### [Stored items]
------------------------------------------------
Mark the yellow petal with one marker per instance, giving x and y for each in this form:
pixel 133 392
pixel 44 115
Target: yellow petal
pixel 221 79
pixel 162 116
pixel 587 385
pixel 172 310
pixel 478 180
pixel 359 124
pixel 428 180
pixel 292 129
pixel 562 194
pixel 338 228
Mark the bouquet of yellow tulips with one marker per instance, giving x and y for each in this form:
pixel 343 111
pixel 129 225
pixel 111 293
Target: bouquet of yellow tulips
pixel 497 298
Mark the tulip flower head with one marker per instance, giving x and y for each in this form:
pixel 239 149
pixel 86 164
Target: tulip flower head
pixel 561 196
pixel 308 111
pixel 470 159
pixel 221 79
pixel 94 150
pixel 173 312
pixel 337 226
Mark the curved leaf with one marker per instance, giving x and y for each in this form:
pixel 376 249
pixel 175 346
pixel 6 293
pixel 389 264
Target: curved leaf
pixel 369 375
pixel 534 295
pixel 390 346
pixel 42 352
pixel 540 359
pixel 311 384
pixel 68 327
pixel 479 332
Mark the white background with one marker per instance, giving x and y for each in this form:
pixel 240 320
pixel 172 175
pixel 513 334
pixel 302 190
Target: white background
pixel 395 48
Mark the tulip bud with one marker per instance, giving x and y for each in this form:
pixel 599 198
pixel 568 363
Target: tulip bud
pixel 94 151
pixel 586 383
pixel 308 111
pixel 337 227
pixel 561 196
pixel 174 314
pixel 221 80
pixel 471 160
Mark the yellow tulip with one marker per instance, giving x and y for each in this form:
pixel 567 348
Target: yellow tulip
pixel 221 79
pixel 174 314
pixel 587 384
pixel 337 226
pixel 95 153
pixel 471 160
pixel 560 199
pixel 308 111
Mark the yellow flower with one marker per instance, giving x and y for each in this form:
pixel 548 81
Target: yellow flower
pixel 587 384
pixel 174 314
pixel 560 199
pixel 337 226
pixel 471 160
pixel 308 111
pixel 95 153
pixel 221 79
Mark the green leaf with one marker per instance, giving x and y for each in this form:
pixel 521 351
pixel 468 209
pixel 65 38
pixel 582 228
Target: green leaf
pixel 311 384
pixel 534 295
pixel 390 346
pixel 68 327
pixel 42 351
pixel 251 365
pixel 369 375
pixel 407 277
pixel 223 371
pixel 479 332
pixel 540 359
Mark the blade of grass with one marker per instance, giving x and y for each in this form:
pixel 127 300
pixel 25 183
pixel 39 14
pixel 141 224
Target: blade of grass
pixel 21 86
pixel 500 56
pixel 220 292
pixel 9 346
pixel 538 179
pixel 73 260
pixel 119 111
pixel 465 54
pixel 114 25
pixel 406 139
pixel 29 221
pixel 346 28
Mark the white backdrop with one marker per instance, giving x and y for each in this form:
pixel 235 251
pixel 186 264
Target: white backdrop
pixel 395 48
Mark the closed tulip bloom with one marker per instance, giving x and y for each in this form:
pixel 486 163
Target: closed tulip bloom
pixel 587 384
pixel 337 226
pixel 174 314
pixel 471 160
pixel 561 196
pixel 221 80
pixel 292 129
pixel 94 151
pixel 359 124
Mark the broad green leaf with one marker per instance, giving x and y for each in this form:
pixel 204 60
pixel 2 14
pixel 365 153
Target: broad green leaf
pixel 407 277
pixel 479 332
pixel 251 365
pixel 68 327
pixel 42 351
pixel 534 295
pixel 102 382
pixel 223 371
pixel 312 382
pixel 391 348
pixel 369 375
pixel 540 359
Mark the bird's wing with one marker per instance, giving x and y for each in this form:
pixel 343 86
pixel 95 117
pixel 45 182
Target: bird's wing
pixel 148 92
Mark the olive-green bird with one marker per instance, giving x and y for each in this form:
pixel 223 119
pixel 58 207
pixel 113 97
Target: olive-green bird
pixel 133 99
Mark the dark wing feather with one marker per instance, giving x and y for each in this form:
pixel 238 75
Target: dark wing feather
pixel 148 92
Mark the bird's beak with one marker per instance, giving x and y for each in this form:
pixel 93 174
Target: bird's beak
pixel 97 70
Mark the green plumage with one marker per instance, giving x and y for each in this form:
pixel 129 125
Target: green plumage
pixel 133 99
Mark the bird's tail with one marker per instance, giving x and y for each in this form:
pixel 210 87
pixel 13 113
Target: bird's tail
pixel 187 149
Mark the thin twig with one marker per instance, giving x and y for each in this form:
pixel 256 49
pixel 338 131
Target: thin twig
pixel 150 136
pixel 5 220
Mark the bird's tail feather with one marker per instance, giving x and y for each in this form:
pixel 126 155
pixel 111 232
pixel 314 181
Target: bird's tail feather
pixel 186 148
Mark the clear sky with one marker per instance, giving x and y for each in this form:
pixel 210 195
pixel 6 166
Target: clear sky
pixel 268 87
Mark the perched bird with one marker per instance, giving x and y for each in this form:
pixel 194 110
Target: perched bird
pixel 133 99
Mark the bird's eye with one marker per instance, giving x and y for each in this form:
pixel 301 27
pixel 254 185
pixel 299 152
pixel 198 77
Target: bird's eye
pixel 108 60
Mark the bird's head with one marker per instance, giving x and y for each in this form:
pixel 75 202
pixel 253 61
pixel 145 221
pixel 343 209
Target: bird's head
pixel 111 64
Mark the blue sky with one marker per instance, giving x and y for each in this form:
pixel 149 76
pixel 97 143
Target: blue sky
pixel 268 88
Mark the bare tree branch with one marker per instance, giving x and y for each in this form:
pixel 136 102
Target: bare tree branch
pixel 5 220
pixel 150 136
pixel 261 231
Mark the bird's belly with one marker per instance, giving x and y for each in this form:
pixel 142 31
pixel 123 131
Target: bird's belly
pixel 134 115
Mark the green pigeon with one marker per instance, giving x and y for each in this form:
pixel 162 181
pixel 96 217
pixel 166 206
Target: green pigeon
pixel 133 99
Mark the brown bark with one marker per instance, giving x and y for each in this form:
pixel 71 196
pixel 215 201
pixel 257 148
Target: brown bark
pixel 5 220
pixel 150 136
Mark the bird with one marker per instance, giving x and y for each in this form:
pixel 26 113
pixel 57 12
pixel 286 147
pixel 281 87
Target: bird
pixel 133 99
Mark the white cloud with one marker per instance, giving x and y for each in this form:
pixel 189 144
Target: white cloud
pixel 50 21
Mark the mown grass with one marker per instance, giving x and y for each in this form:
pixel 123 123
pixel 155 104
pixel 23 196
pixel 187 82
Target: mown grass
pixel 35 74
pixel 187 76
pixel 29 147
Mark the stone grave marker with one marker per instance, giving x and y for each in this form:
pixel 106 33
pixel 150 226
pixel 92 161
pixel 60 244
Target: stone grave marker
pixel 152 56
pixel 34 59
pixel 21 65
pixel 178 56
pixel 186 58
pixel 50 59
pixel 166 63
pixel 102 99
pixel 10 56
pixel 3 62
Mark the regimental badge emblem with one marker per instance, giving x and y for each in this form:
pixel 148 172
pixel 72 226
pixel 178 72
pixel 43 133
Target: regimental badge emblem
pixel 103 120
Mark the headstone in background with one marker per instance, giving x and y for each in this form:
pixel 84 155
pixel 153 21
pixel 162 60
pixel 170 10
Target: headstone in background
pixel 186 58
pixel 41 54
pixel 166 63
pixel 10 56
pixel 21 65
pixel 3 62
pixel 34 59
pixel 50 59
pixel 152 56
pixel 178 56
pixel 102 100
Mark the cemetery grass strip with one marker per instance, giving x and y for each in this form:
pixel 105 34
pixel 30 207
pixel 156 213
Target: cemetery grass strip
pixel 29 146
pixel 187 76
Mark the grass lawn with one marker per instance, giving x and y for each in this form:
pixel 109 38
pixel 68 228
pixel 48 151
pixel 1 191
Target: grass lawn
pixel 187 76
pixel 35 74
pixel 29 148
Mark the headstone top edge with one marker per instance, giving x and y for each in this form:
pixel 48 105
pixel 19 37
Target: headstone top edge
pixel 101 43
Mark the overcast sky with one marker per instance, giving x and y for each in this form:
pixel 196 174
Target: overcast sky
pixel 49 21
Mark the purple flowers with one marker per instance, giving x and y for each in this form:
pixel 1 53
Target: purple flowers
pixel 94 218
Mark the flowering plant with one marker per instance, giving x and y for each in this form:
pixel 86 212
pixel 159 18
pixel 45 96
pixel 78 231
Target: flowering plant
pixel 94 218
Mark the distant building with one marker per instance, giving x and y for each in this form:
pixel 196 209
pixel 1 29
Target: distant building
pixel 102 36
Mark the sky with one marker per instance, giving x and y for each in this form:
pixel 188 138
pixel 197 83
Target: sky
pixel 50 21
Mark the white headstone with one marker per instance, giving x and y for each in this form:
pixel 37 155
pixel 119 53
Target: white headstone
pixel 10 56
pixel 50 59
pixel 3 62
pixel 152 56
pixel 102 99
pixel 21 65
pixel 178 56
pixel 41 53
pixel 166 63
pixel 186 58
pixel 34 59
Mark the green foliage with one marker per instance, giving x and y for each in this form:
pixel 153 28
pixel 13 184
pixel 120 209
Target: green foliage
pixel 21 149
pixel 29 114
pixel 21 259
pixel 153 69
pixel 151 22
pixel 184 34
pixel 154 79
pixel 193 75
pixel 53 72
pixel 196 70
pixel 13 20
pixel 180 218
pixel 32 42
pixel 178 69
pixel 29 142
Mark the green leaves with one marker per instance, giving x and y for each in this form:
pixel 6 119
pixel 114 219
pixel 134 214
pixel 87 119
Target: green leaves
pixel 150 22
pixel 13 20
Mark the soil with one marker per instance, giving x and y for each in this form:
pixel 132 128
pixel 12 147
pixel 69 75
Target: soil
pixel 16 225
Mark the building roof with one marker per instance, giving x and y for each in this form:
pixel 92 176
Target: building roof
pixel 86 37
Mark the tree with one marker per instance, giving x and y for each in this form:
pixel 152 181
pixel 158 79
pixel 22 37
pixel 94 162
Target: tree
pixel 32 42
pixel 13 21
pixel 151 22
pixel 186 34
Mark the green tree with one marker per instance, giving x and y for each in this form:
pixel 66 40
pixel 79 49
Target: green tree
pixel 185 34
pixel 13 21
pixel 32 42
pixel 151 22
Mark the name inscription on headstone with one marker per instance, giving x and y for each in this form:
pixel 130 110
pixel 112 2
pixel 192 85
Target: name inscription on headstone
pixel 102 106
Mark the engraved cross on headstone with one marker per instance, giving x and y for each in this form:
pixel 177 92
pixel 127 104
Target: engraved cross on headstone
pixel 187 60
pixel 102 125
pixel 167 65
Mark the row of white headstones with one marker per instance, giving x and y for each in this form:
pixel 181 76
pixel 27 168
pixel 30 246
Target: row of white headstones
------------------------------------------------
### [WRITTEN PROBLEM]
Arrange the stretch of the data above, from the line containing "Mark the bird's wing" through the line containing "pixel 108 60", as a numbered list with blank lines omitted.

### [EXPECTED OUTPUT]
1. Mark the bird's wing with one marker per instance, giving x and y for each in this form:
2. pixel 343 86
3. pixel 95 117
4. pixel 45 182
5. Target: bird's wing
6. pixel 148 92
7. Mark the olive-green bird with one marker per instance, giving x and y for each in this form:
8. pixel 223 119
9. pixel 58 207
10. pixel 113 97
11. Target: olive-green bird
12. pixel 133 99
13. Mark the dark wing feather with one marker per instance, giving x and y for each in this form:
14. pixel 238 75
15. Target: dark wing feather
16. pixel 148 92
17. Mark the bird's beak with one marker per instance, giving x and y for each in this form:
18. pixel 93 174
19. Target: bird's beak
20. pixel 97 70
21. Mark the green plumage with one marker per instance, giving x and y for each in this form:
22. pixel 129 125
23. Target: green plumage
24. pixel 133 99
25. Mark the bird's tail with one marker per instance, giving x and y for each in this form:
26. pixel 210 87
27. pixel 13 113
28. Target: bird's tail
29. pixel 187 149
30. Mark the thin twig with one marker per instance, giving x and y for each in this form:
31. pixel 256 49
32. pixel 338 131
33. Target: thin twig
34. pixel 150 136
35. pixel 5 220
36. Mark the bird's tail feather with one marker per instance, giving x and y for each in this form:
37. pixel 126 155
38. pixel 111 232
39. pixel 314 181
40. Target: bird's tail feather
41. pixel 186 148
42. Mark the clear sky with one marker per instance, giving x and y for each in this form:
43. pixel 210 195
44. pixel 6 166
45. Target: clear sky
46. pixel 268 87
47. Mark the perched bird with one marker per instance, giving x and y for each in this form:
48. pixel 194 110
49. Target: perched bird
50. pixel 133 99
51. Mark the bird's eye with one marker per instance, giving x and y for each in this form:
52. pixel 301 27
53. pixel 254 185
54. pixel 299 152
55. pixel 198 77
56. Target: bird's eye
57. pixel 108 60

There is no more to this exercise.